• _WHAT IS NEEDED_
Please say whether each statement below agrees with the text on the fiscal cliff, answering yes or no and quoting the words of the text that decide it. (a) Half of the sequestration spending cuts would fall on the Defense Department. (b) The writer believes Obama cares deeply about public policy. (c) Under Option 1, Obama would end deductions taken only by people earning over $100,000 per year.

• _DOCUMENT EXCERPT_
===

We are all aware of the idea of the fiscal cliff. Last year, when there was a stalemate between the President and the House of Representatives on how to reduce the budget deficit, both parties decided that when they kicked the can down the road, there would be some type of penalty for failure to act by the end of this year. The penalty is that the tax cuts instituted for everyone between 2001-2008 would be eliminated and a number of programs would face spending cuts. The spending cuts, half of which would face the Defense Department, are commonly known as sequestration.

So, as expected, nothing was done in the intervening period, because the choices were so difficult for both sides. Democrats did not want spending cuts on social programs; the GOP did not want Defense cuts. The GOP hoped that they would substantially increase their members in this year’s elections and that Romney would win the White House. This may not have occurred as much as it wished.

After the election, which many observers regarded as a referendum on raising taxes for those who have higher incomes, the Republicans have been induced to recalibrate their goals. A number of them have said that they remain opposed to increasing tax rates on these individuals, but are open to raising revenues among this same group.

So, if Obama actually cares about what happens, it seems that he has two choices. Before I discuss them, let me state the following: I don’t believe Obama cares much about public policy. Instead, I think that he is more interested in the trappings of power. If this is true, he will cave to whatever the House GOP insists upon, as long as he gets to pass out pens at the signing ceremony. Anyway, here are his two choices:

Option 1: On the spending side, get rid of Medicare Parts B, C, and D. This gets rid of the silly expansion of Medicare that, in effect, is a subsidy for insurance companies and drug companies to provide services to well-off retirees. These programs were instituted during the halcyon days of the late 90s and the last decade, when both parties believed they could spend our money forever.

On the revenue side, Obama can figure out which deductions are taken only by people who earn over $250,000 per year. Then call for an end to each of these deductions. Then, publish his recommended changes and challenge the House Republicans to do the same.

Option 2: A problem in the negotiations is that Republicans have pledged to not raise tax rates. They know that, if they do so, they will face a primary challenge from the Club for Growth and from Grover Norquist. Since many of them fear a primary challenge more than one in the general election, this is a real concern.

So, Boehner and Obama could issue a joint statement before the end of the year that they have agreed to a system of addressing the deficit and that it will be passed and signed as soon as 2013 begins. This eliminates the problem of GOP members voting for tax increases while still raising taxes.

Everyone knows that, if nothing is done, the stock market will crash and interest rates will increase, bringing the nation back into recession. That does not mean that this will not happen, of course.

===

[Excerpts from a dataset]
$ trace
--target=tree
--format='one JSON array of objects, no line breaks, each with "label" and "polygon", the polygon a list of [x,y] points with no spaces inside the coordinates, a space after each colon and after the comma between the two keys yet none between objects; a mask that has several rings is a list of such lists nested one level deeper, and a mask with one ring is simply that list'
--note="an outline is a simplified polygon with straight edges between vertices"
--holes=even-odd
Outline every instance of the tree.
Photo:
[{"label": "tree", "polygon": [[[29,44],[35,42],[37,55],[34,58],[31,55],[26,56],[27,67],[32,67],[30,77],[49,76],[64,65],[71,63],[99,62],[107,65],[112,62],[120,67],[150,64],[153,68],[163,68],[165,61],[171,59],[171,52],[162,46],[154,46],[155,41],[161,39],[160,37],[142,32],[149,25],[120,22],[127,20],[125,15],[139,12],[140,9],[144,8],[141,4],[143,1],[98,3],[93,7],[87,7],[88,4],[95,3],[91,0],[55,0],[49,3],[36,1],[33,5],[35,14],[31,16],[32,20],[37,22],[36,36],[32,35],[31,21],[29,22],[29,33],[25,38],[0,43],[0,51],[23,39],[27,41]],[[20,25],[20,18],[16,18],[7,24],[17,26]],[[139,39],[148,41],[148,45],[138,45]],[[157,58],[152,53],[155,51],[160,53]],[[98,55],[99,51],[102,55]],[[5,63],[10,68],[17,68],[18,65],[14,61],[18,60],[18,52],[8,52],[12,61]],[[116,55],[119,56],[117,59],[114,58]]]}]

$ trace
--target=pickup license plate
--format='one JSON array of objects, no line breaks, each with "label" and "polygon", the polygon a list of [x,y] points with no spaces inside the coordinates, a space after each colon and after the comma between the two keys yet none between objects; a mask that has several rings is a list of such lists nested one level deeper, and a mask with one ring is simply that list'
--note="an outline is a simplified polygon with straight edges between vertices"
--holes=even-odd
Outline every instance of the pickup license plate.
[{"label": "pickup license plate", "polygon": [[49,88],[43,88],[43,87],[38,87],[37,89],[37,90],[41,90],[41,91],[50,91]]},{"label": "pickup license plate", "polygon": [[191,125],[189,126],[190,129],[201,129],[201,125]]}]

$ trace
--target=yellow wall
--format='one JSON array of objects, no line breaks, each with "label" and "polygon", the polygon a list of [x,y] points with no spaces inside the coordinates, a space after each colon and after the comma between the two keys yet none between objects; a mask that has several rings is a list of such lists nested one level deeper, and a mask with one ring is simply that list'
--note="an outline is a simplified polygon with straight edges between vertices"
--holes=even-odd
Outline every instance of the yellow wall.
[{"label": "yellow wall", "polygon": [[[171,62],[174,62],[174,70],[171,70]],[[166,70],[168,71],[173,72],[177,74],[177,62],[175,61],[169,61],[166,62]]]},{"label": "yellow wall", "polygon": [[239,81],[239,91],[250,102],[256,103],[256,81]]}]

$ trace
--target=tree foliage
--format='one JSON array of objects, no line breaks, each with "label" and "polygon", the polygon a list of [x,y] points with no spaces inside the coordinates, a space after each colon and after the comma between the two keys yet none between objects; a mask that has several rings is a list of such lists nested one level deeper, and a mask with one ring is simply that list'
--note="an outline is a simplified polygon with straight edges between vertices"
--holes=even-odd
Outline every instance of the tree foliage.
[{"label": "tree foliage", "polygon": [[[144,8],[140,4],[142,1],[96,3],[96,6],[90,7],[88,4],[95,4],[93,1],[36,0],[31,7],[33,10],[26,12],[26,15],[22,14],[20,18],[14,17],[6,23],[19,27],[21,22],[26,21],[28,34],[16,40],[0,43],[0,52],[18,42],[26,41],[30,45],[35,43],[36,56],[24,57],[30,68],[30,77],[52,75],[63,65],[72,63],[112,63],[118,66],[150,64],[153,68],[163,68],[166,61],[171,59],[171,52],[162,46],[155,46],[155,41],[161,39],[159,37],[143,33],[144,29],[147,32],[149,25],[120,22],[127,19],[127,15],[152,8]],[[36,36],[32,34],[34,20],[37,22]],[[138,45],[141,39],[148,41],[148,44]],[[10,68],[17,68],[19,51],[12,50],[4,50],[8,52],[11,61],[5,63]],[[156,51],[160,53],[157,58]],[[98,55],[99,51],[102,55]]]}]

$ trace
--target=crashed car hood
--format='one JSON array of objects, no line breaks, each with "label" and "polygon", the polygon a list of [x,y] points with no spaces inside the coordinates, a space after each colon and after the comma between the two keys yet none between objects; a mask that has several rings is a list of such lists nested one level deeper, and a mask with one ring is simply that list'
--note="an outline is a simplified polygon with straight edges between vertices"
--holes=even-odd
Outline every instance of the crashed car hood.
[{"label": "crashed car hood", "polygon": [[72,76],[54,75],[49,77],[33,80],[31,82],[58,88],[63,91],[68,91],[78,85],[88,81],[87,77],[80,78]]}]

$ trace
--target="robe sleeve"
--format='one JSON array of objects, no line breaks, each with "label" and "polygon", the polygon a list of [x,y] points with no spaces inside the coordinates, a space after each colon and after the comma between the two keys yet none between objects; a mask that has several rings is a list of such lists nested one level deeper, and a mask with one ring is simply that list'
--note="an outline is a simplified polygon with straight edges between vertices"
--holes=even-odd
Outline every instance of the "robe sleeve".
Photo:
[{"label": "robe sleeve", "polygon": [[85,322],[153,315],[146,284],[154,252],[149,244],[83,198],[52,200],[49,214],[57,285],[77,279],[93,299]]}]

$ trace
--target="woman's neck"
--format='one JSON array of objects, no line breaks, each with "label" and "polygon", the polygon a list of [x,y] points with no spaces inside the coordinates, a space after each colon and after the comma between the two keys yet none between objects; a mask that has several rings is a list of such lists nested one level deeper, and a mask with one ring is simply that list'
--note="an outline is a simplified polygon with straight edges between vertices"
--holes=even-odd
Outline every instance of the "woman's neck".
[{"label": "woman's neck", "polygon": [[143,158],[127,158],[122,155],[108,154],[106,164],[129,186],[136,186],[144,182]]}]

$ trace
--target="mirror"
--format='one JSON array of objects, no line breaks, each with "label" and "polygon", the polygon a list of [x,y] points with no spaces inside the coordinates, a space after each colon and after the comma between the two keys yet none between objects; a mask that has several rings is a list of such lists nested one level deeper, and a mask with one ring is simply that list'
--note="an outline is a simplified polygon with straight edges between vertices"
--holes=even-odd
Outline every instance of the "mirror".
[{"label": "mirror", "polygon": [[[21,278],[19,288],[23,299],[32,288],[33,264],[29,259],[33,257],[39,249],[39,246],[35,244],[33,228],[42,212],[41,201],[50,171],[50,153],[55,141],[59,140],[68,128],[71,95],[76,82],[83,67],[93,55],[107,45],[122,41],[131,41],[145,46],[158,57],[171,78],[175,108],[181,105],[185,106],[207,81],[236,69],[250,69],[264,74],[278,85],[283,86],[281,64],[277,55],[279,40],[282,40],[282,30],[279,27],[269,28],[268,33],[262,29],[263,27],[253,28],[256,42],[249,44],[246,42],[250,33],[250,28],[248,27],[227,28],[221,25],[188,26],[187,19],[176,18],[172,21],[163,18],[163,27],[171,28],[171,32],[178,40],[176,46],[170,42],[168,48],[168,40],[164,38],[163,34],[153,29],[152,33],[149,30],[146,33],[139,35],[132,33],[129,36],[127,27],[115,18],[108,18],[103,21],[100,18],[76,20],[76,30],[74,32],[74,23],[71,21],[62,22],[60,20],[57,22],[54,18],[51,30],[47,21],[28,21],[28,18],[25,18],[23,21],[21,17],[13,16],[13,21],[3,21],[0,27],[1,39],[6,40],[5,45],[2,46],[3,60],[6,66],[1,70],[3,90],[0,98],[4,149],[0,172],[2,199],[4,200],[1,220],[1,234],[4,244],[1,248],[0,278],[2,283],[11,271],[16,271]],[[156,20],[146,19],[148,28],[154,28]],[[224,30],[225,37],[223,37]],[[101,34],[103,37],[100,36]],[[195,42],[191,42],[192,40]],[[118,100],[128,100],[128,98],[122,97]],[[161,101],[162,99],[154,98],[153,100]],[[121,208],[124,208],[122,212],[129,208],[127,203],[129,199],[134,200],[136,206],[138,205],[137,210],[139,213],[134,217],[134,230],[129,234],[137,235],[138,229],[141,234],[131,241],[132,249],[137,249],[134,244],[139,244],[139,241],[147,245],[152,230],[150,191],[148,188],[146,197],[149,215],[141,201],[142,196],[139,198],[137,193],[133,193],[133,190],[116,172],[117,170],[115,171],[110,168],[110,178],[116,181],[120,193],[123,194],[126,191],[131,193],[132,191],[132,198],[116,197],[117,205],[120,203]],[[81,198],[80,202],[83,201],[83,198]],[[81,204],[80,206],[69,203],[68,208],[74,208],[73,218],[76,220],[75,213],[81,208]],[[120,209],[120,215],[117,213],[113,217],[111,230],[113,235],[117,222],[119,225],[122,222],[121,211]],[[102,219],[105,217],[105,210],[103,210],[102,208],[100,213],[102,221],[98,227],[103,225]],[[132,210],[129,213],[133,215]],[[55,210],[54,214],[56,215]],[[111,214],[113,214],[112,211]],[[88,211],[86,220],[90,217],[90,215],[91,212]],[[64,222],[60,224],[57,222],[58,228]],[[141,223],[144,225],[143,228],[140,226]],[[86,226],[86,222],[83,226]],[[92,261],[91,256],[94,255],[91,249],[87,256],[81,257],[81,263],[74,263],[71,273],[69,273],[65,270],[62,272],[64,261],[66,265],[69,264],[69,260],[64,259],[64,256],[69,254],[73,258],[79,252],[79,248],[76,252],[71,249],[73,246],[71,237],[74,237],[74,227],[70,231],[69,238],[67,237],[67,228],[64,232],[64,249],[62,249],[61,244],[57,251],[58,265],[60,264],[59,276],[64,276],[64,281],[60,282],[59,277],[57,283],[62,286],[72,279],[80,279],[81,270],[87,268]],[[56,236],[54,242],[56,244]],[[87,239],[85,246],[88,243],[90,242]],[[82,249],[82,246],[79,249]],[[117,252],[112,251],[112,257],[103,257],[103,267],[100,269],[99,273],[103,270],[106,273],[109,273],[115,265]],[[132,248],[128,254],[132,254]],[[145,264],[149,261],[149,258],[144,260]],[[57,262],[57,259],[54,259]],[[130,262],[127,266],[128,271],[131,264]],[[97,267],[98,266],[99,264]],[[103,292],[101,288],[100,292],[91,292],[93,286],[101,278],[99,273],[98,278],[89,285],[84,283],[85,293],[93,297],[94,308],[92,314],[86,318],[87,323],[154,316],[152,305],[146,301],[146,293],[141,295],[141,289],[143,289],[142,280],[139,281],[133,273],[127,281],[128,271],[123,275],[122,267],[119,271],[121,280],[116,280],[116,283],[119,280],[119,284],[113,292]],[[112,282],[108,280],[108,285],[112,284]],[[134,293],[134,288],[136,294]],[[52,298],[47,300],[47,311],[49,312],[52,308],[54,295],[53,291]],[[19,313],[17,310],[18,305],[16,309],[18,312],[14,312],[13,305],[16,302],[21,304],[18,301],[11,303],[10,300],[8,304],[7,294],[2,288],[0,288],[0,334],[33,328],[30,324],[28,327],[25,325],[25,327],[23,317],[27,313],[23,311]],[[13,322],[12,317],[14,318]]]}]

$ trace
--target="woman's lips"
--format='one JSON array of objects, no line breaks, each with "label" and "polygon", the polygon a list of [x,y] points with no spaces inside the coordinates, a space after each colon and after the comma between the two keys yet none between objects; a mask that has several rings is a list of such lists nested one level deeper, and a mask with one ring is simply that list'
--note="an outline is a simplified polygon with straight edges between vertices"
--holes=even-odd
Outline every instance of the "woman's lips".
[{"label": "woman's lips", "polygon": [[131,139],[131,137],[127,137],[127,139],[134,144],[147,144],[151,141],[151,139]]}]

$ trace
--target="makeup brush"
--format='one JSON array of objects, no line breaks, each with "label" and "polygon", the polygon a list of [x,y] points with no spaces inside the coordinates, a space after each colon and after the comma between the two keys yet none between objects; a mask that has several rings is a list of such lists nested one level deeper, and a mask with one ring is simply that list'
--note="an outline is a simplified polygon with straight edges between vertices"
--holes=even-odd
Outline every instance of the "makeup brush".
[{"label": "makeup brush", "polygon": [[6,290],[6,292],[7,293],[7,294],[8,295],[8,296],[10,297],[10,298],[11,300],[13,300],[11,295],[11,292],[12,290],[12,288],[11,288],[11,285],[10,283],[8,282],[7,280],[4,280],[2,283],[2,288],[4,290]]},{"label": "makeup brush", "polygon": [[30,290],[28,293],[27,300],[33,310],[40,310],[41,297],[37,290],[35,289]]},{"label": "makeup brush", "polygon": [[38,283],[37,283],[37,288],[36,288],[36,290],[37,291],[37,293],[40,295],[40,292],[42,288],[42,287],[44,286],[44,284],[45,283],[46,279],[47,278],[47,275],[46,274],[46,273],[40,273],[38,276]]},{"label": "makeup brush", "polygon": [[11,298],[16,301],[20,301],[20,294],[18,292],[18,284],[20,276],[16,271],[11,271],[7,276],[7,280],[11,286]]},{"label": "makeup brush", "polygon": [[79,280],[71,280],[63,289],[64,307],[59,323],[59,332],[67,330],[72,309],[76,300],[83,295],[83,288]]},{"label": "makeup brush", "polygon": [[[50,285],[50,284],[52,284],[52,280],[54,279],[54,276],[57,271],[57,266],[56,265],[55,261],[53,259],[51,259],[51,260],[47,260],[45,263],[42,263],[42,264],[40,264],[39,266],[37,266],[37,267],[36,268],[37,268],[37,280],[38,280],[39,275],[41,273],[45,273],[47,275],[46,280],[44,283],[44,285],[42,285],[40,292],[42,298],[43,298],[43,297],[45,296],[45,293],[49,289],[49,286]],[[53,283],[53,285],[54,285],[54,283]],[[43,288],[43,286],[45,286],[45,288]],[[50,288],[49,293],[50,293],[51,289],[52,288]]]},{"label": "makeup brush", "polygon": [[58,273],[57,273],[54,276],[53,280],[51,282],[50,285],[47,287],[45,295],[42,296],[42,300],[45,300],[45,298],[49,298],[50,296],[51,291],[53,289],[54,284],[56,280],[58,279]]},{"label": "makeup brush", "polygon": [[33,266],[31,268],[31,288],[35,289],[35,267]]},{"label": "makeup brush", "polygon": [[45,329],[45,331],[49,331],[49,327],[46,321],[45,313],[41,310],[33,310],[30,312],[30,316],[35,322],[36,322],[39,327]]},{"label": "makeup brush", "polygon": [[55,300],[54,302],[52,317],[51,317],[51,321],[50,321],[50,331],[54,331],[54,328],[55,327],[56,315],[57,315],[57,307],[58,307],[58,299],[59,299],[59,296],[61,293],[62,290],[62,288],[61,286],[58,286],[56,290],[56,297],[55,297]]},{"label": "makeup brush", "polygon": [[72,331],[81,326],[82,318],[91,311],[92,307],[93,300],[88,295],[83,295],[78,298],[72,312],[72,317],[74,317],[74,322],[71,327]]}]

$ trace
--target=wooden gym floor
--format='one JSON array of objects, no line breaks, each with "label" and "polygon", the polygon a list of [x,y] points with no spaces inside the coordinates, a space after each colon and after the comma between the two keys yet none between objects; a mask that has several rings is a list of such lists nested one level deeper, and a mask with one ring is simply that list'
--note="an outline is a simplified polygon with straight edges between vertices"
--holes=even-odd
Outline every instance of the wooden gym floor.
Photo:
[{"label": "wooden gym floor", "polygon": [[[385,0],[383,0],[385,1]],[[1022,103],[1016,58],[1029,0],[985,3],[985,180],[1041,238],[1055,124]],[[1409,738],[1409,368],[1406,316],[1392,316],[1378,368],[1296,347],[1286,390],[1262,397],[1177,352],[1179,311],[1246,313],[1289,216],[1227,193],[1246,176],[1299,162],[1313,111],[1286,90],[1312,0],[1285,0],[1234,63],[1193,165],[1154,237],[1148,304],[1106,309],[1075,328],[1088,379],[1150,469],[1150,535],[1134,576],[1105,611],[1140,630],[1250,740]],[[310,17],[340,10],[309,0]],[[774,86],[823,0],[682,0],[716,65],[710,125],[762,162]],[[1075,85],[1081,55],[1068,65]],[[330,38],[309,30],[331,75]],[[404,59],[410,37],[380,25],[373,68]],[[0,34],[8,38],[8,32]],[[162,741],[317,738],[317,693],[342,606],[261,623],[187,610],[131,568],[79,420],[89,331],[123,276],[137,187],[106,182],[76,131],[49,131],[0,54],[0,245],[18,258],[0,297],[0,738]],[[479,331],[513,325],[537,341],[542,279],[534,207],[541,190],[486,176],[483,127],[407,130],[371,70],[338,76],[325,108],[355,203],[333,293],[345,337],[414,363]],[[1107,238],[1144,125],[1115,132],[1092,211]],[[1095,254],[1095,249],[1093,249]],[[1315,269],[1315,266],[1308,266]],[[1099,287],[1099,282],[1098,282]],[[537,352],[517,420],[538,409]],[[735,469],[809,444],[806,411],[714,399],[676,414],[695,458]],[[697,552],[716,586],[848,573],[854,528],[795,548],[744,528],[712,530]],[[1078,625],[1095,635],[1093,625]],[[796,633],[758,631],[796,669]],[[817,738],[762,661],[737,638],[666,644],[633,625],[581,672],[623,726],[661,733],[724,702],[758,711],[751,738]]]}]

===

• _ANSWER_
(a) Yes: "The spending cuts, half of which would face the Defense Department, are commonly known as sequestration."
(b) No: "I don’t believe Obama cares much about public policy."
(c) No: "Obama can figure out which deductions are taken only by people who earn over $250,000 per year."